# Extrait du document
Si les conclusions de la mission flash se mettent en place de manière très rapide, les établissements vont donc devoir néanmoins naviguer à vue tout l’été.

Une enquête récente menée dans les 32 CHU indique qu’en moyenne, et hormis quelques exceptions notables (Angers, Orléans, Rennes…), le nombre le plus élevé de fermeture de lits concernera les services de chirurgie (entre 15 et 25 %), de manière plus nuancée en médecine (entre 7 et 15 %) et encore moins marquée en obstétrique (entre 0 et 7 %). Ce point de faiblesse sur les activités de chirurgie est multifactoriel. Si une partie de cette activité doit être relancée à la rentrée, il convient d’être vigilant sur le risque de perte de chance pour les patients, tout en poursuivant la prise en charge des activités covid qui remplissent de nouveau les établissements.

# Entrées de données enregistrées
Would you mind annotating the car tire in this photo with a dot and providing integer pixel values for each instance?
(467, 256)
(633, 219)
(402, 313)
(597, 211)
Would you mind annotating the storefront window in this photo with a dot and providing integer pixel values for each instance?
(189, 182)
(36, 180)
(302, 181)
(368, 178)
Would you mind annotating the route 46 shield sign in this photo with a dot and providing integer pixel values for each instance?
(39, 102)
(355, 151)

# Activité
Selon l'extrait du document, quels services connaîtront en moyenne le plus grand nombre de fermetures de lits dans les CHU ? Vous n'avez pas besoin des entrées pour cette activité.

# Corrigé
Les services de chirurgie, avec entre 15 et 25 % de fermetures de lits.